Rewrite the material below with every "identify" swapped for "locate", and keep everything else the same.

───── Supplied records ─────

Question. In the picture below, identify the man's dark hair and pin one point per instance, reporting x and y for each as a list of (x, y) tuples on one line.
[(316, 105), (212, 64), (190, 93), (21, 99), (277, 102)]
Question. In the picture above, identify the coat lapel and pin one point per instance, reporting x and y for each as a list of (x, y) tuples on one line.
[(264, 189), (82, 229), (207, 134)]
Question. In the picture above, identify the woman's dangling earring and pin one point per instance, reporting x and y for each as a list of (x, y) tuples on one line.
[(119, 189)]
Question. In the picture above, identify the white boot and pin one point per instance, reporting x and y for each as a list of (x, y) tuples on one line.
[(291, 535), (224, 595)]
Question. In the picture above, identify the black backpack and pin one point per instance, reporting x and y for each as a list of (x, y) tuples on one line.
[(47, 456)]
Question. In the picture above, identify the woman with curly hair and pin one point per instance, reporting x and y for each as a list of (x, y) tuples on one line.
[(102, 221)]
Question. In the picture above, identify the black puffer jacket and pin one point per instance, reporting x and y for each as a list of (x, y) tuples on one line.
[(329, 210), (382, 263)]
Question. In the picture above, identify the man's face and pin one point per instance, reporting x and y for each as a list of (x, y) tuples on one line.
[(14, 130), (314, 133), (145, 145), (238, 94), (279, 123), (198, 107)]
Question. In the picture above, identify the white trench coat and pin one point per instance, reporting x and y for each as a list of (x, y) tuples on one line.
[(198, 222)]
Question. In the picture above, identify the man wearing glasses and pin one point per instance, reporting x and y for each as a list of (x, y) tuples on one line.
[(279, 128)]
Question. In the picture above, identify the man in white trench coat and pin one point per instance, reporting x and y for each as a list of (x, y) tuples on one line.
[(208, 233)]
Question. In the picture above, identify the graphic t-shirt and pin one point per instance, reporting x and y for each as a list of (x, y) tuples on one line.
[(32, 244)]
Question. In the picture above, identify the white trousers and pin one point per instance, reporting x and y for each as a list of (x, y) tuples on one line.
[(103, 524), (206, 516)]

─────

#### Completed exercise
Question. In the picture below, locate the man's dark hair and pin one point per instance, reporting x and y for each as a list of (x, y) tuples on one line.
[(316, 105), (212, 64), (190, 93), (21, 99), (277, 102)]
Question. In the picture above, locate the coat lapel and pin one point per instance, reporting x and y for each as a list of (x, y) tuples on one line.
[(264, 189), (82, 229), (207, 134)]
Question. In the picture above, locate the woman's dangling earring and pin one point per instance, reporting x and y for each as a list of (x, y) tuples on one line.
[(119, 189)]
Question. In the picture above, locate the white boot and pin one point per instance, reporting x and y for each as a list of (x, y) tuples on one line.
[(291, 535), (224, 595)]
Question. In the picture above, locate the black backpack and pin one point per instance, reporting x and y for each as a list of (x, y) tuples on one line.
[(47, 456)]
Question. In the picture above, locate the woman with curly hair and pin one point per instance, reporting x and y for each as a list of (x, y) tuples on one line.
[(102, 221)]
Question. In the picture above, locate the black puffer jacket and pin one point per instance, reporting x and y for each as a list of (x, y) tuples on one line.
[(329, 210), (382, 263)]
Question. In the picture above, locate the man's face and pin one point per instance, reporting x and y for each as a list of (x, y) tuples on one line.
[(14, 130), (314, 133), (145, 145), (238, 94), (279, 123), (198, 107)]
Question. In the picture above, locate the white trench coat and pin one point per instance, reporting x and y for each as a list of (x, y) tuples on one line.
[(198, 222)]
Question. In the picture above, locate the man wearing glasses and pin one point per instance, reporting x and y for each as a list of (x, y) tuples on one line.
[(279, 128)]
Question. In the picture above, locate the man in white trench coat and pin one point per instance, reporting x and y for each as a list of (x, y) tuples on one line.
[(208, 233)]
Question. In the picture above, locate the graphic t-shirt and pin one point per instance, reporting x and y for each as a list of (x, y) tuples on one line.
[(32, 244)]
Question. In the picture above, locate the white trousers and pin one point per instance, reporting x and y for each as a list of (x, y) tuples on one line.
[(103, 524), (206, 516)]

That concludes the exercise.